# Attività:
Prosegua l'articolo sugli affari della criminalità organizzata legati al Covid in Lombardia, riprendendo subito dopo l'ultima frase riportata.

# Testo della pagina:
***

La Direzione antimafia: «Gli affari Covid della criminalità organizzata in Lombardia»

Presentata al Parlamento la relazione della attività Dia del primo semestre 2020. Il procuratore aggiunto Alessandra Dolci: «Da indagini è emerso che la criminalità ha approfittato dei finanziamenti previsti dai decreti “Rilancio” e “Liquidità”»
Dia Direzione investigativa antimafia immagini generiche da video istituzionale su sito Dia
Dia Direzione investigativa antimafia immagini generiche da video istituzionale su sito Dia

In lombardia l’interesse della criminalità organizzata, in primo luogo della ’ndrangheta, nell’anno del Covid 19, il 2020, è stato inevitabilmente indirizzato a possibili nuovi business legati alla pandemia. Quindi ai settori della sanificazione, della produzione di dispositivi di protezione, dello smaltimento di rifiuti ospedalieri, ma anche ai servizi funerari. Grandi affari anche dall’usura grazie ai prestiti, sempre più consistenti e numerosi, a imprenditori, in particolare della ristorazione e dell’alberghiero, i più strozzati dalla crisi. E’ quanto emerge, tra l’altro, dalla relazione semestrale relativa al primo semestre del 2020 che la Direzione distrettuale antimafia ha presentato al Parlamento.

Non solo, il procuratore aggiunto della Dda di Milano, Alessandra Dolci, ha anche evidenziato che la stessa criminalità, come manifestato da indagini, abbia anche approfittato dei “sostegni Covid” del governo chiedendo: «i finanziamenti previsti dai decreti “Rilancio” e “Liquidità”». «Si è assistito – ha spiegato Dolci – all’acquisizione di tali aiuti in modo indebito, attraverso la presentazione, spesso curata da professionisti vicini all’organizzazione, di dati contabili e fiscali predisposti ad arte». Un iter, dice ancora il magistrato: «facilitato dalla circostanza che, proprio per garantire una veloce elargizione dei sussidi, le relative richieste si sostanziassero con autocertificazioni, sottoponibili a successivi controlli, che, dato l’elevato numero di domande, non potranno che essere inevitabilmente parziali». Non solo: «Quello che si è notato – ha aggiunto – è stata la presentazione di plurime richieste, per importi limitati, da parte di diversi soggetti giuridici, che, all’esito delle indagini sono risultate riconducibili, tramite prestanome, a un unico titolare effettivo: erogato il sussidio, lo stesso è stato sovente destinato a usi impropri e diversi da quelli legati all’attività produttiva…».

***

# Informazioni estratte:
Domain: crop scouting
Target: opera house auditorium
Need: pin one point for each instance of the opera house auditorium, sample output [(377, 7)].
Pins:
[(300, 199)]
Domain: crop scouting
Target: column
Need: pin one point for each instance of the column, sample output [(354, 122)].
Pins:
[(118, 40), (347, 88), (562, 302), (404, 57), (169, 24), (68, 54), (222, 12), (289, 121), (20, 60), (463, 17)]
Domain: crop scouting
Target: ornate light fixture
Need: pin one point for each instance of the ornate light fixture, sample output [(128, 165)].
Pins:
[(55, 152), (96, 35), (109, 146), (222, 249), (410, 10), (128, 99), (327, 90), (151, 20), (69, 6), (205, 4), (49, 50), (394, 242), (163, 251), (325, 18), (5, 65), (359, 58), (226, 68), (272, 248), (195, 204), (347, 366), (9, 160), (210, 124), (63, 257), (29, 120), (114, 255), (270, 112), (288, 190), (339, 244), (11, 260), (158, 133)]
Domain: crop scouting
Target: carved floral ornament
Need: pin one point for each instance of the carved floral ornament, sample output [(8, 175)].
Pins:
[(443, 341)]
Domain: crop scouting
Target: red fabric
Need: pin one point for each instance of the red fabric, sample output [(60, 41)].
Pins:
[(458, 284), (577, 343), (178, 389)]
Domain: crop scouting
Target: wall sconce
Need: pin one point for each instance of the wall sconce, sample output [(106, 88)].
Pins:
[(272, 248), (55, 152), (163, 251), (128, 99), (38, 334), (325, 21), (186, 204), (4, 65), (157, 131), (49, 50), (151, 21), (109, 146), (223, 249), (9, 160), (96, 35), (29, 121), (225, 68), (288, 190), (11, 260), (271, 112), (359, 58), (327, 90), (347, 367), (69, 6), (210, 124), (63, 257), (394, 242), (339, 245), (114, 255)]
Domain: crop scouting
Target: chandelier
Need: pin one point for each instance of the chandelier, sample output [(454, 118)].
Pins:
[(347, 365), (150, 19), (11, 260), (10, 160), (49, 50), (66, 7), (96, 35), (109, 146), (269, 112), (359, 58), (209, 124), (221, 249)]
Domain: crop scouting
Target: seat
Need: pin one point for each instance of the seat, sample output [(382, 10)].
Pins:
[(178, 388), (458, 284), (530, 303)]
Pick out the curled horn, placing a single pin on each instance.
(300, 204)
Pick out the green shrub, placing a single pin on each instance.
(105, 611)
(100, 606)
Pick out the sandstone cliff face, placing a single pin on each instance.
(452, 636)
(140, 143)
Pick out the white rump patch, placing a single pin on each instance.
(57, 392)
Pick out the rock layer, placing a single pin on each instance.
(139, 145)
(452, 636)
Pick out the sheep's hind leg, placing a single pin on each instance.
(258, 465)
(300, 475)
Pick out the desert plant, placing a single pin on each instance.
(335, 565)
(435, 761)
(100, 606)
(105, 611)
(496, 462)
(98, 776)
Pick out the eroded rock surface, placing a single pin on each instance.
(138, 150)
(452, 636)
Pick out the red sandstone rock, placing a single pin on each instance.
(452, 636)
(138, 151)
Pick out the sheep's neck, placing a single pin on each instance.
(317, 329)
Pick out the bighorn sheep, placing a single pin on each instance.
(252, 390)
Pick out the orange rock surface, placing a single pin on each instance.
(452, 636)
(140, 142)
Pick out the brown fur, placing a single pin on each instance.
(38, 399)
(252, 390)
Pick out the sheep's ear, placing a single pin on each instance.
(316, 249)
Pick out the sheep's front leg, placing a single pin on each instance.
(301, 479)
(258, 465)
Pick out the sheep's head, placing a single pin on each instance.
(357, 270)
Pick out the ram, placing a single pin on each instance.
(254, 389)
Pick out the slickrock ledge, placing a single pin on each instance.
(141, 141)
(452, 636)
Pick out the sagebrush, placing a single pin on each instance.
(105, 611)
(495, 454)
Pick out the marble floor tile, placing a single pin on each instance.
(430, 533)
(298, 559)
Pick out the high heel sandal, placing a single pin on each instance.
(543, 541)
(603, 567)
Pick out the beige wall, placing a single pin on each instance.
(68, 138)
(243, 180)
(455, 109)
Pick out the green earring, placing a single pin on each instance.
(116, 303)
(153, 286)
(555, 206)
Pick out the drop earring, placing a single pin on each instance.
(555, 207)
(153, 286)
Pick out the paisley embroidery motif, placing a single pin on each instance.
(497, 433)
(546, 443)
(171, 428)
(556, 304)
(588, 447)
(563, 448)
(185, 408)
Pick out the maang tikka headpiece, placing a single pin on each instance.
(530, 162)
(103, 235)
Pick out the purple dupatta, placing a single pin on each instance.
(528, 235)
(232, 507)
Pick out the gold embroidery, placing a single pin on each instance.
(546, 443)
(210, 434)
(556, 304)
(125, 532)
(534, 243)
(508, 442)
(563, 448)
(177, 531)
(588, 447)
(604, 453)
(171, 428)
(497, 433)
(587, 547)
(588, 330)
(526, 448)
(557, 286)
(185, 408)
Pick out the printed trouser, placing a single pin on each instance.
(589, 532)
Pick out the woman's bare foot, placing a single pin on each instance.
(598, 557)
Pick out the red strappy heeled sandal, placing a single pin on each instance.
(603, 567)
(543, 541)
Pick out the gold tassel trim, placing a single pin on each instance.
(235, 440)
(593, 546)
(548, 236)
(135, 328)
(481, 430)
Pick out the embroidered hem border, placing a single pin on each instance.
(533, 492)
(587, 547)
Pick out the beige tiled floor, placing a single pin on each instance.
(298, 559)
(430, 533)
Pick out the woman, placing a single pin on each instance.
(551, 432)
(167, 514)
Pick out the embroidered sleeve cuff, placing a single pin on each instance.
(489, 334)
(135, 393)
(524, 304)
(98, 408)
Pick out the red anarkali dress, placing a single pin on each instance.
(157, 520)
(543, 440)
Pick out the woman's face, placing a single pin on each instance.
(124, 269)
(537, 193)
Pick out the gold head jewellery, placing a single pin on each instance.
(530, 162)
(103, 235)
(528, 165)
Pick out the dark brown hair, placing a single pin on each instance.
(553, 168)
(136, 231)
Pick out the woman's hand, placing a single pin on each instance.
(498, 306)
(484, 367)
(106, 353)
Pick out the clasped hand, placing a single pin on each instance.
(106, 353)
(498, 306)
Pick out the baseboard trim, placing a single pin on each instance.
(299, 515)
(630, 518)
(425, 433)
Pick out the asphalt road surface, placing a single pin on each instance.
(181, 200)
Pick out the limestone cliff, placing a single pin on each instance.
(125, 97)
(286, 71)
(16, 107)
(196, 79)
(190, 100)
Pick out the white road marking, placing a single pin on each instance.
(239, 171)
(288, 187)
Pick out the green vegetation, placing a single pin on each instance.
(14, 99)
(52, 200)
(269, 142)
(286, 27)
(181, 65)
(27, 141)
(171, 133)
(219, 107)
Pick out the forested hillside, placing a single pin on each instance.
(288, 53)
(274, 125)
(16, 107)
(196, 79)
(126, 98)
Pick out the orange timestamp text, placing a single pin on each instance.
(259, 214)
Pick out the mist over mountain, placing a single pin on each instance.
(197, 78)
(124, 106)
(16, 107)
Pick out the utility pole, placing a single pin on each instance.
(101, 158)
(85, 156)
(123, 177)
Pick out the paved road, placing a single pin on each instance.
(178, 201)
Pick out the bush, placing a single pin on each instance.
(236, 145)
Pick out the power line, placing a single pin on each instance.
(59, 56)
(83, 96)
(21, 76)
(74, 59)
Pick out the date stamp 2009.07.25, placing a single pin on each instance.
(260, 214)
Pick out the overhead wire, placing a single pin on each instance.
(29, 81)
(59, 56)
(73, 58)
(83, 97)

***

# Risposta:
L’emergenza sanitaria in atto e il perdurare della crisi economica conseguente, tra l’altro, potrebbero determinare, si legge ancora nella relazione: «Condizioni favorevoli al subentro nelle compravendite di esercizi commerciali, costretti a una lunga chiusura, della liquidità mafiosa». La situazione economica attuale potrebbe inoltre acuire: «la tendenziale ritrosia anche dell’imprenditoria lombarda nel denunciare condotte di usura. (…) L’aggravarsi dello stato di bisogno, la paura di subire ritorsioni e la particolare condizione psicologica di sudditanza nei confronti dell’usuraio – riporta la relazione Dia – potrebbero ancor più dissuadere dal rivolgersi alla magistratura o alle Forze dell’ordine».